**Task brief**
All lines from the one containing "Locate the metal" through the final line of the records below should be reproduced exactly, with the pictures left out.
......
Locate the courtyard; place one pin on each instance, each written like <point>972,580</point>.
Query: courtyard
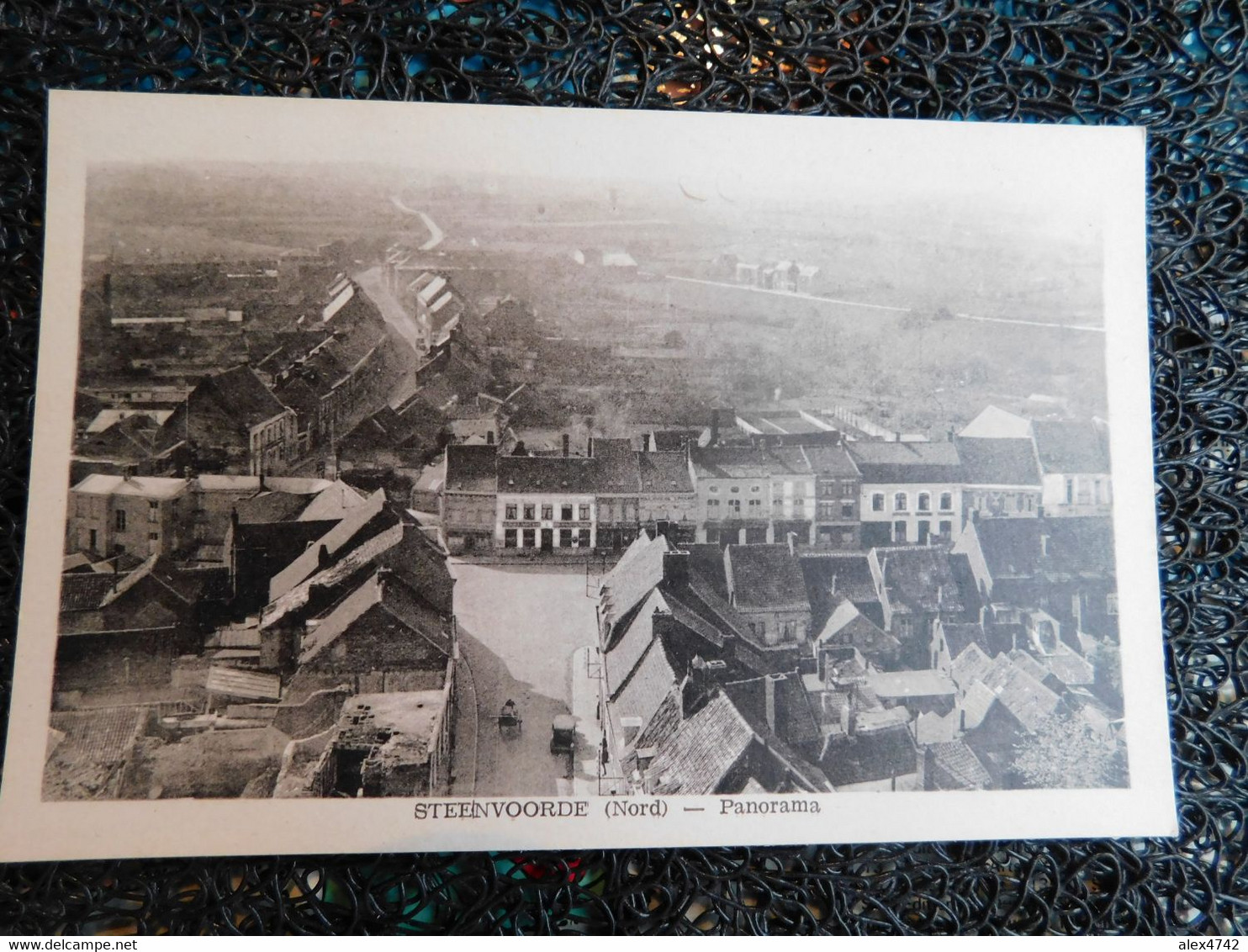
<point>518,629</point>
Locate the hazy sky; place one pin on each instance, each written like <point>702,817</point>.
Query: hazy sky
<point>1060,175</point>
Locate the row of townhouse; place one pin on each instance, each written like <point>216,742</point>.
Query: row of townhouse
<point>822,495</point>
<point>766,669</point>
<point>327,632</point>
<point>304,396</point>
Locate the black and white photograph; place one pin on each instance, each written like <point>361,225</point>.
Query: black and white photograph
<point>471,454</point>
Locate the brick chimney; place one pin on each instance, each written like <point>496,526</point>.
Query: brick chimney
<point>675,567</point>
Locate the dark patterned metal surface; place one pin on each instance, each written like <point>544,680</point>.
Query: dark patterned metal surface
<point>1176,67</point>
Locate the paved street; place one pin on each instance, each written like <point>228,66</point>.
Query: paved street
<point>518,629</point>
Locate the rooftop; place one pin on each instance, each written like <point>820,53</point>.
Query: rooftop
<point>998,462</point>
<point>1071,447</point>
<point>764,577</point>
<point>144,487</point>
<point>907,462</point>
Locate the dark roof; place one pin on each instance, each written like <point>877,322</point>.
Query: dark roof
<point>868,756</point>
<point>960,765</point>
<point>846,574</point>
<point>832,461</point>
<point>674,439</point>
<point>907,462</point>
<point>1071,447</point>
<point>998,462</point>
<point>271,507</point>
<point>472,468</point>
<point>244,394</point>
<point>796,720</point>
<point>616,467</point>
<point>765,577</point>
<point>664,473</point>
<point>85,590</point>
<point>1075,546</point>
<point>926,578</point>
<point>611,471</point>
<point>744,463</point>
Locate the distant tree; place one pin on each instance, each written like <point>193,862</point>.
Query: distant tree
<point>1066,754</point>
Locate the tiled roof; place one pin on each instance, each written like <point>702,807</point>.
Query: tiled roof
<point>649,683</point>
<point>633,637</point>
<point>633,578</point>
<point>846,626</point>
<point>868,756</point>
<point>674,439</point>
<point>1023,695</point>
<point>744,463</point>
<point>765,577</point>
<point>843,574</point>
<point>998,462</point>
<point>271,507</point>
<point>141,487</point>
<point>928,577</point>
<point>970,665</point>
<point>832,461</point>
<point>1075,546</point>
<point>907,462</point>
<point>85,590</point>
<point>244,394</point>
<point>616,467</point>
<point>472,468</point>
<point>1071,447</point>
<point>701,750</point>
<point>960,765</point>
<point>975,705</point>
<point>923,683</point>
<point>664,473</point>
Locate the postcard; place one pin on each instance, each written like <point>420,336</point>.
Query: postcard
<point>436,477</point>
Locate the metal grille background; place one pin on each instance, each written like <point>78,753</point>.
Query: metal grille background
<point>1176,67</point>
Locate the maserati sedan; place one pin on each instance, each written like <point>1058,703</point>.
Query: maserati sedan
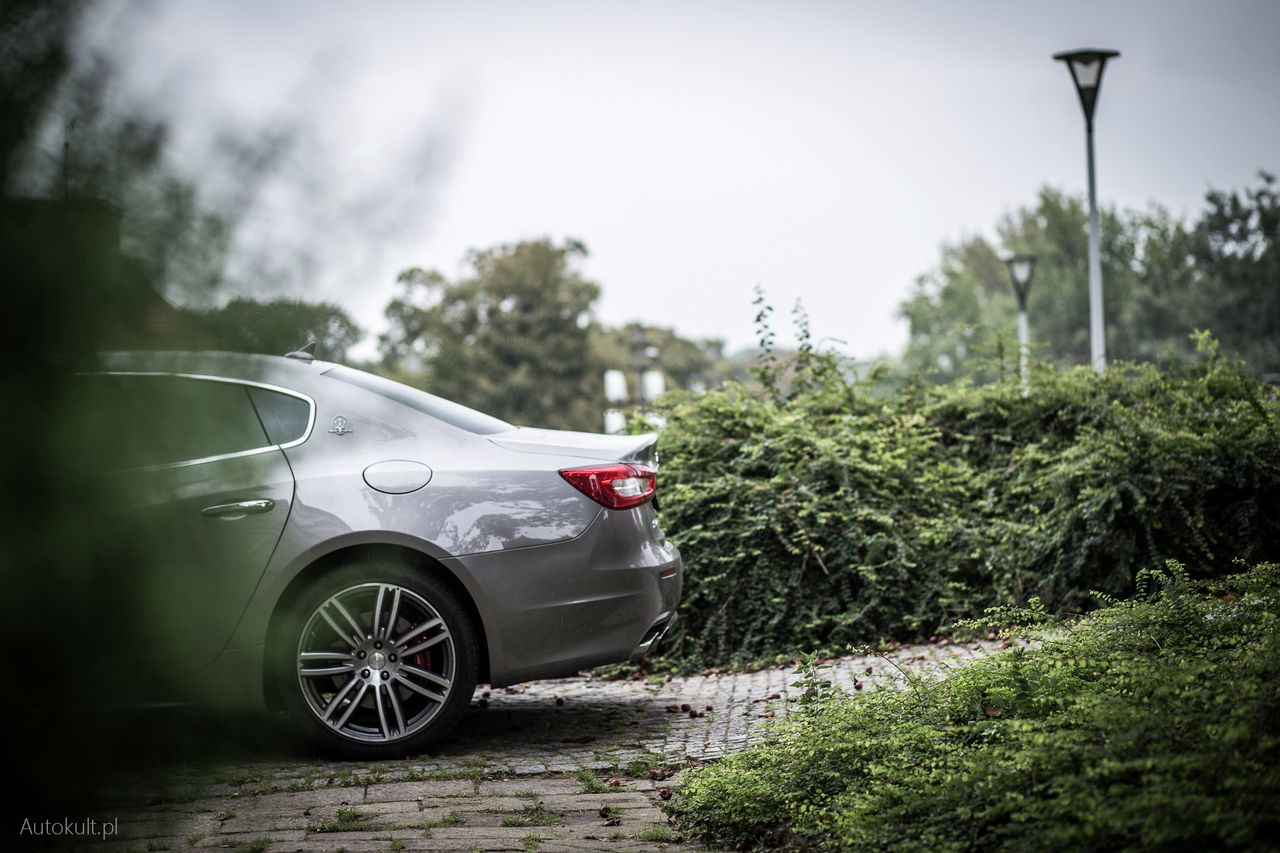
......
**Answer box**
Locate the metal grille background; place one pin on each instance, each written like <point>78,753</point>.
Query: metal grille background
<point>1176,67</point>
Locate the maserati sedan; place one pin on each instance, each written like <point>1058,703</point>.
Query: maserati sedan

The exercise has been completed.